#### Exercise task 1
Do statements (a) and (b) agree with the completing-the-square passage? For each, answer yes or no and quote the words of the passage that decide it.
(a) The equation represents a pair of lines that cross each other.
(b) The equation has only x squared terms on the left.
#### Exercise task 2
Answer each question from the completing-the-square passage, marking your answers (a), (b), (c) to match:
(a) What does the passage say is on the right side of the equation?
(b) Once the constant term is moved across, what number stands on the right side?
(c) What factor is taken out of the x terms?
#### Exercise task 3
Pick up the completing-the-square passage after its last line and continue it.

#### Source passage
____

Completing the square:

Since the equation has x and y squared terms on the left and 0 on the right, the equation represents pair of lines crossing each other at \(\displaystyle{\left({4},-{2}\right)}.\)

\(\displaystyle{4}{x}^{2}-{y}^{2}-{32}{x}-{4}{y}+{60}={0}\)

\(\displaystyle{4}{x}^{2}-{32}{x}-{y}^{2}-{4}{y}=-{60}\)

\(\displaystyle{4}{\left({x}^{2}-{8}{x}\right)}-{\left({y}^{2}+{4}{y}\right)}=-{60}\)

\(\displaystyle{4}{\left({\left({x}\right)}^{2}-{2}{\left({x}\right)}{\left({4}\right)}+{4}^{2}-{4}^{2}\right)}-{\left({y}^{2}+{2}{\left({y}\right)}{\left({2}\right)}+{2}^{2}-{2}^{2}\right)}=-{60}\)

\(\displaystyle{4}{\left({\left({x}\right)}^{2}-{2}{\left({x}\right)}{\left({4}\right)}+{4}^{2}-{16}\right)}-{\left({y}^{2}\right)}+{2}{\left({y}\right)}{\left({2}\right)}+{2}^{2}-{4}=-{60}\)

____

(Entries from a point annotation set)
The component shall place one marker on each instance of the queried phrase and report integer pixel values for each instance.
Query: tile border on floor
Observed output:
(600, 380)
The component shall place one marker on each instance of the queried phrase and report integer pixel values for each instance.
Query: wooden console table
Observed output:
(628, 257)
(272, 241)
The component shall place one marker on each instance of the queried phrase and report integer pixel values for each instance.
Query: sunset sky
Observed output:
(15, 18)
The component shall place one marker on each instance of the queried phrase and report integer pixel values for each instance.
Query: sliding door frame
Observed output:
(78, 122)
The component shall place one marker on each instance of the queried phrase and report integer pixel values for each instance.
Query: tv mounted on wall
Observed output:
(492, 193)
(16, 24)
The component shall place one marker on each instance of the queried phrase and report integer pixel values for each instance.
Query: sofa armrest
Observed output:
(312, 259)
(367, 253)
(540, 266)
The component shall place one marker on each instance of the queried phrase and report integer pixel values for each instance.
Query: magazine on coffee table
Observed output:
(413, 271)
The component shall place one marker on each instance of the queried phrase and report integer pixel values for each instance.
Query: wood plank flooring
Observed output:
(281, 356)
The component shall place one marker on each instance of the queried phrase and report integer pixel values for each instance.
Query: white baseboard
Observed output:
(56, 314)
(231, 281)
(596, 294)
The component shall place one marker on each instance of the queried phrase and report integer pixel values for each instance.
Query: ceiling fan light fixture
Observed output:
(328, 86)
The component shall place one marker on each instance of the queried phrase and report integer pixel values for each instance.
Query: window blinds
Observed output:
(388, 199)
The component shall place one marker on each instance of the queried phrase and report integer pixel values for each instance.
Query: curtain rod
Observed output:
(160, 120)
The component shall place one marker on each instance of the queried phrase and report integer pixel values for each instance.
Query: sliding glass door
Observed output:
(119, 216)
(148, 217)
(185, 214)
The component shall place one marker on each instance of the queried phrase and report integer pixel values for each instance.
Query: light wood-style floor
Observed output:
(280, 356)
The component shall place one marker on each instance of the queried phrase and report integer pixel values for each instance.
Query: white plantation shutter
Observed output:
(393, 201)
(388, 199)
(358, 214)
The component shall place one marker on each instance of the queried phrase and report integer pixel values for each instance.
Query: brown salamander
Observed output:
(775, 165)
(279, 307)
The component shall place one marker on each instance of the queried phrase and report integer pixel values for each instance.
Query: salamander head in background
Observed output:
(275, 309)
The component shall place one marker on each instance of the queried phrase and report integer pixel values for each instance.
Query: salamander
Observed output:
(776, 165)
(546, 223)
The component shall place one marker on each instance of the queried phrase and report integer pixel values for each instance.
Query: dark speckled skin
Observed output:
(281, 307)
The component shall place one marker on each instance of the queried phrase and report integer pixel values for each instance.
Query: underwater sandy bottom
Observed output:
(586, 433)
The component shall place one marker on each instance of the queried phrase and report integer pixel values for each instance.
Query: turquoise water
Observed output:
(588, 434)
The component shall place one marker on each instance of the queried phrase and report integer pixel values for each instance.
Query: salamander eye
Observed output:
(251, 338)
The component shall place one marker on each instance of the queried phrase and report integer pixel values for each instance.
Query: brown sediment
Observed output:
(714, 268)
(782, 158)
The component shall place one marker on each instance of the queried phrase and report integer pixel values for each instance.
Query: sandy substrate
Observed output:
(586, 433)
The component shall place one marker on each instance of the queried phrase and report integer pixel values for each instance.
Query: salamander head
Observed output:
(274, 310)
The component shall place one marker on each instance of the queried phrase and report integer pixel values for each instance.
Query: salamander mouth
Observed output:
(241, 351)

____

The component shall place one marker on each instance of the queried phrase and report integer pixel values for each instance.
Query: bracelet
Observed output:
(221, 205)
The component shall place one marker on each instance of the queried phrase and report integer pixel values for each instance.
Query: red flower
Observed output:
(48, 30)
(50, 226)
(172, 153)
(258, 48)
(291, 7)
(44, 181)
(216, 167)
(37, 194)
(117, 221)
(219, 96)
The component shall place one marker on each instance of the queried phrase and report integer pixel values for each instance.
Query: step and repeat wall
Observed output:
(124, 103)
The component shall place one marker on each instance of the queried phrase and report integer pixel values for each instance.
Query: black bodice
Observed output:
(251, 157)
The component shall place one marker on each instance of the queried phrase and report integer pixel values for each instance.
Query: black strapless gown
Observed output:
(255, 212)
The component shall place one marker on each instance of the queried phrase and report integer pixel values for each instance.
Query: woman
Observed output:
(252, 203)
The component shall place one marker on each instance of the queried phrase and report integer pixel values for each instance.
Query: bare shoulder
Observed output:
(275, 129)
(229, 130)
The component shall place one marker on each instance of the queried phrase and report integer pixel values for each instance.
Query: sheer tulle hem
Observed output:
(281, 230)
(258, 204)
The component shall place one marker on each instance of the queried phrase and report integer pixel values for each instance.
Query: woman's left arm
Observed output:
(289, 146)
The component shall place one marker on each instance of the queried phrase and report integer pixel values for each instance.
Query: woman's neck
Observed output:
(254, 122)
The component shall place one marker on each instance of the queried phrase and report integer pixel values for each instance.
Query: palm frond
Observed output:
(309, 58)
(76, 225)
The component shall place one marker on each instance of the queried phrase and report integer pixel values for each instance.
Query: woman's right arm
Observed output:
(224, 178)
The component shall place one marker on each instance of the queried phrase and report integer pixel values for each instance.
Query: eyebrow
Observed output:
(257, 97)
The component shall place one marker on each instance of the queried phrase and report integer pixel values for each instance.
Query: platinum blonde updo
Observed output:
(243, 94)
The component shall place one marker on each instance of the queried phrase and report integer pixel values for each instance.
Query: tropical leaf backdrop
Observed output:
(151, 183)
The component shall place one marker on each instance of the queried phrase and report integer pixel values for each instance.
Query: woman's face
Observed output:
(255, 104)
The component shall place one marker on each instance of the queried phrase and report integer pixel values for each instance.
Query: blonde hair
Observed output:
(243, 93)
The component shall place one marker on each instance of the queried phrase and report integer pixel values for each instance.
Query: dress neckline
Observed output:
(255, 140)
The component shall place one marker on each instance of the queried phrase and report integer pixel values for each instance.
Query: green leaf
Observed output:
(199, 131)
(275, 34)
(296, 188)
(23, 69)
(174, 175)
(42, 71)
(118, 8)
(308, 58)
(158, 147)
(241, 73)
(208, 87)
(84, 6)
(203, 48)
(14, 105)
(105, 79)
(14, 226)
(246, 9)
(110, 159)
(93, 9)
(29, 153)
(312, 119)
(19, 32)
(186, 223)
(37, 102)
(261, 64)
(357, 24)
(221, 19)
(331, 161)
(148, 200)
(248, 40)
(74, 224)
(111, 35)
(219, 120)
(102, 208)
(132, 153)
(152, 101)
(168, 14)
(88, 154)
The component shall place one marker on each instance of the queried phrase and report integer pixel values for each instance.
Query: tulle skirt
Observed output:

____

#### Task response 1
(a) Yes: "the equation represents pair of lines crossing each other"
(b) No: "the equation has x and y squared terms on the left"

#### Task response 2
(a) 0
(b) −60
(c) 4

#### Task response 3
\(\displaystyle{4}{\left({\left({x}-{4}\right)}^{2}-{16}\right)}-{\left({\left({y}+{2}\right)}^{2}-{4}\right)}=-{60}\)

\(\displaystyle{4}{\left({\left({x}-{4}\right)}^{2}\right)}-{64}-{\left({\left({y}+{2}\right)}^{2}\right)}+{4}=-{60}\)

\(\displaystyle{4}{\left({x}-{4}\right)}^{2}-{\left({y}+{2}\right)}^{2}={0}\)

Step 2

The equations of the lines are \(\displaystyle{2}{x}–{y}={10}{\quad\text{and}\quad}{2}{x}+{y}={6}\)

\(\displaystyle{4}{\left({x}-{4}\right)}^{2}-{\left({y}+{2}\right)}^{2}={0}\)

\(\displaystyle{\left[{2}{\left({x}-{4}\right)}\right]}^{2}={\left({y}+{2}\right)}^{2}\)

\(\displaystyle{2}{x}-{8}={\left({y}+{2}\right)}{\quad\text{or}\quad}{2}{x}-{8}=-{\left({y}+{2}\right)}\)

\(\displaystyle{2}{x}-{8}={y}+{2}{\quad\text{or}\quad}{2}{x}-{8}=-{y}-{2}\)

\(\displaystyle{2}{x}-{y}={10}{\quad\text{or}\quad}{2}{x}+{y}={6}\)

Step 3

Answer:

The equation represents pair of lines crossing each other at (4, -2) and the equations of the lines are \(\displaystyle{2}{x}–{y}={10}{\quad\text{and}\quad}{2}{x}+{y}={6}\)